Work instruction 1
Using the opinion piece on Canada's hockey obsession, decide whether each statement agrees with it: (a) the Prime Minister's book is about politics; (b) more kids play soccer than hockey; (c) the lockout dampened the appetite for the game. For each, answer yes or no and quote the deciding words.
Work instruction 2
Carry the opinion piece on Canada's hockey obsession forward past its final sentence.

##### Source document #####

How philistine can you get, Canada? Ice hockey? Is that all you care about?
Our hockey obsession keeps growing. The lockout was supposed to dampen our appetite for the game, but it only heightened it. We defeat Germany in the World Junior Hockey Championship – it's front-page news! Hockey adorns our currency – our $5 bills. Our Prime Minister is writing a book. It's not about politics. It's about hockey.
Check out the media. Of all the grave issues and cancers and maladies afflicting humanity, guess what took up practically more page space in the past year or so than any of them? A debate over hockey head injuries. It's a serious problem, no doubt. But a priority?
Remember the age-old debate over what constituted Canadian identity? It's over, Earthlings. The ballots are in. It's hockey. It's our religion, we're told. It's the culture. It's who we are. After 145 years of history, that's it.
I've written books on hockey and am a big fan of the game, but isn't our perspective getting a little out of whack? While there's no disputing passionate interest in the sport, more kids play soccer than hockey, more adults play golf, and great waves of new Asian immigrants coming to our shores have little or no interest in the game.
Ken Campbell and Jim Parcels have just published an important book called Selling the Dream: How Hockey Parents and Their Kids are Paying the Price for Our National Obsession. They chronicle how countless numbers of parents, deluded by the hype, spend crazy amounts of money – money that should be saved for college educations – in the low-hope pursuit of the big dream for their kids. At age 9, they have them travelling to tournaments in Pittsburgh. They have them suited up for 70 games a year.
"Hockey is and always will be an enormous part of the Canadian cultural fabric," Mr. Campbell told Maclean's. "But I want people, when they read this book, to realize that it's time to dial things down a bit. Hockey has become almost too important in Canada; in a lot of ways, it's all we have."
Of course, this country could do a lot worse than having hockey as its big deal. At least our identity isn't guns. As for giving Canada a philistine reputation, who says hockey is all that low-brow? Okay, Don Cherry's medieval version of the game certainly is. But in its purer form, hockey is artistic, demanding of quick strategic thinking and superior athletic talent. As for our kids' preoccupations, better the ice than the street corners.

##### Excerpted data #####

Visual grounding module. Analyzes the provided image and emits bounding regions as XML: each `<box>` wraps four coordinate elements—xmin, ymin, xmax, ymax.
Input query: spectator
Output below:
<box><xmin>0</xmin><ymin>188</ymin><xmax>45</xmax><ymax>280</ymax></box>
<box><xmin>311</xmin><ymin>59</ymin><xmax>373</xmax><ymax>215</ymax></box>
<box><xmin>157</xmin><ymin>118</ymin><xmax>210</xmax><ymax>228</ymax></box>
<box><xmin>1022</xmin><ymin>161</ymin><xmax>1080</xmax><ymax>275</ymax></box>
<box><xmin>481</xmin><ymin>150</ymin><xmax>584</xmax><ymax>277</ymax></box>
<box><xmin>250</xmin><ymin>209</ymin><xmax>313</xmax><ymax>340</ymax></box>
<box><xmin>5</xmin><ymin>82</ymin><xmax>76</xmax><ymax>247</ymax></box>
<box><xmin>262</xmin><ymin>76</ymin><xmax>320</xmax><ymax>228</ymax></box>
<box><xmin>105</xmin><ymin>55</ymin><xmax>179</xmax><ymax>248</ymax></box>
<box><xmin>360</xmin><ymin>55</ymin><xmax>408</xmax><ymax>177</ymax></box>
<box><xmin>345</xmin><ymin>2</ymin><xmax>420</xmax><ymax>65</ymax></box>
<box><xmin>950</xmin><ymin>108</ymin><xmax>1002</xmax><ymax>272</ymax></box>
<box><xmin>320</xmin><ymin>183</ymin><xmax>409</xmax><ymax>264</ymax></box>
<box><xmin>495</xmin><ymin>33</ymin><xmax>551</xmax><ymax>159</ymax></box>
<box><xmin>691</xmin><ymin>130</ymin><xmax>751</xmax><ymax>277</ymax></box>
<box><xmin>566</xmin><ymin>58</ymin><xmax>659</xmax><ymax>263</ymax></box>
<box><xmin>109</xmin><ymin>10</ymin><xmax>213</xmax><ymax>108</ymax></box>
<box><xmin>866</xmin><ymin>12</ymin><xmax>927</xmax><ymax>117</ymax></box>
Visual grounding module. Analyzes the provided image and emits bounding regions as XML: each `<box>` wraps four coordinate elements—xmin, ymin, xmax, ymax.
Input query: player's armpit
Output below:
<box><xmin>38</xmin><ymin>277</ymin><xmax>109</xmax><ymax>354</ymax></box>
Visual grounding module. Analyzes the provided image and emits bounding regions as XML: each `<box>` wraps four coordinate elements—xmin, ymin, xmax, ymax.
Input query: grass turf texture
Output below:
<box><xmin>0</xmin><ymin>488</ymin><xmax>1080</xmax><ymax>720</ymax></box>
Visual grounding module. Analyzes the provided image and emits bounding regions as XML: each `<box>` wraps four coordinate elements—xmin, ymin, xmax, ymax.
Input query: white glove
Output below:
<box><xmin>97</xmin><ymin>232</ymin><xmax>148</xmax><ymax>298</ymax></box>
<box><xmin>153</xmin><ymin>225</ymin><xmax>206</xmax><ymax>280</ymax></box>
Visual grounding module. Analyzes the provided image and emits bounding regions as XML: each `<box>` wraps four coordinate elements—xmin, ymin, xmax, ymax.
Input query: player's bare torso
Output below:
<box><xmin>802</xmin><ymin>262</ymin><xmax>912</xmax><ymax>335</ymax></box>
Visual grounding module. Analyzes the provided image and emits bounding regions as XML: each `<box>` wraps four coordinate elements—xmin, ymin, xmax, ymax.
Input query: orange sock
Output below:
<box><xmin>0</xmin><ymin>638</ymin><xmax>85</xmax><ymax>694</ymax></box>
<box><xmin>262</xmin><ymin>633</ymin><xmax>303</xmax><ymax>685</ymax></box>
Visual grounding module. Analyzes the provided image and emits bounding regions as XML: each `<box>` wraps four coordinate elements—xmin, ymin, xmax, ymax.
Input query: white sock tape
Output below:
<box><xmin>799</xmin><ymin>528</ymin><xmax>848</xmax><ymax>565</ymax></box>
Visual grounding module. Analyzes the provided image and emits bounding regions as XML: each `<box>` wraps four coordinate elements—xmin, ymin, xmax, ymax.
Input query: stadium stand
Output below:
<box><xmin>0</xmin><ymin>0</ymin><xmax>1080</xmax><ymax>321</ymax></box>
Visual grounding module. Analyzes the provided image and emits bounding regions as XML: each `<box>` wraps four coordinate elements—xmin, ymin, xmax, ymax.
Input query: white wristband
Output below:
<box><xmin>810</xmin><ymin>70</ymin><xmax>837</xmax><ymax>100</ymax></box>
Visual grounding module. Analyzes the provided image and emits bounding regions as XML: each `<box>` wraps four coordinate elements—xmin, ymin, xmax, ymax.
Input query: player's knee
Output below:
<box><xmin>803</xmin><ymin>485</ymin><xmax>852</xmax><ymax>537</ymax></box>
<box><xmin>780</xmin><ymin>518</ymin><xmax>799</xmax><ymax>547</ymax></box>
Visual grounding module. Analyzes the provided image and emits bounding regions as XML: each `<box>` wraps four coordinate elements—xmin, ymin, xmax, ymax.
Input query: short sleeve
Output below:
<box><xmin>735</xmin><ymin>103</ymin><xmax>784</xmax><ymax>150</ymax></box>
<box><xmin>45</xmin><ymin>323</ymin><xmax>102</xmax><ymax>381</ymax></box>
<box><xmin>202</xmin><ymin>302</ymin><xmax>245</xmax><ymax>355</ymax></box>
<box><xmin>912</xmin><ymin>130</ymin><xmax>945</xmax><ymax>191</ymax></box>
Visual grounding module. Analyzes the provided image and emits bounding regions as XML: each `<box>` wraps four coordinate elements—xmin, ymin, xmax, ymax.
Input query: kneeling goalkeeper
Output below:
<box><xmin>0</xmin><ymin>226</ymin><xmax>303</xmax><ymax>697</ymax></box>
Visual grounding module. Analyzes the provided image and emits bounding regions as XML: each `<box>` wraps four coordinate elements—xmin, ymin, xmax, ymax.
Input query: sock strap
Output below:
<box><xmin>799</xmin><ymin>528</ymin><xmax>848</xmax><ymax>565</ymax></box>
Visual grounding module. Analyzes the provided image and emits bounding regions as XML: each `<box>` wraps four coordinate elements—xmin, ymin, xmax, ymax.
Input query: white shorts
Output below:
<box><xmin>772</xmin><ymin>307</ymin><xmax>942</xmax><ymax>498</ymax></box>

#####

Response area 1
(a) No: "It's not about politics. It's about hockey."
(b) Yes: "more kids play soccer than hockey"
(c) No: "The lockout was supposed to dampen our appetite for the game, but it only heightened it."

Response area 2
Our reputation as the land of hockey will become more entrenched when Stephen Harper brings out his hockey book in the fall. Yep, the iceman writeth. And it's a fine idea, actually. It's a book about hockey's earliest days, in places like Dawson City, Yukon, and its formative characters, like Lord Stanley.
It's a great way for Mr. Harper to connect with the public. But it's not a quickie book done for political purposes. The Prime Minister has been pecking away at it for years. It's diligently researched, I'm told, and scholarly. He has wisely tapped into Globe and Mail hockey sage Roy MacGregor for advice. In his consultant's role, Mr. MacGregor has had many sessions with Mr. Harper and come away impressed.
The book will tell how the game took hold of Canada's psyche. It did indeed – and it has held it ever since.
But is hockey the real Canadian identity? A big part of it, no doubt. But isn't our identity the land itself? Isn't that what makes Canada exceptional? Physically, no other country combines the mass and awe-inspiring beauty of this one. Russia is bigger, but if you have ever travelled its expanse, it doesn't compare with the grandeur you find here.
The land, not the game, is what sets us apart. Hockey, enacted on its frozen surfaces, is indelibly etched.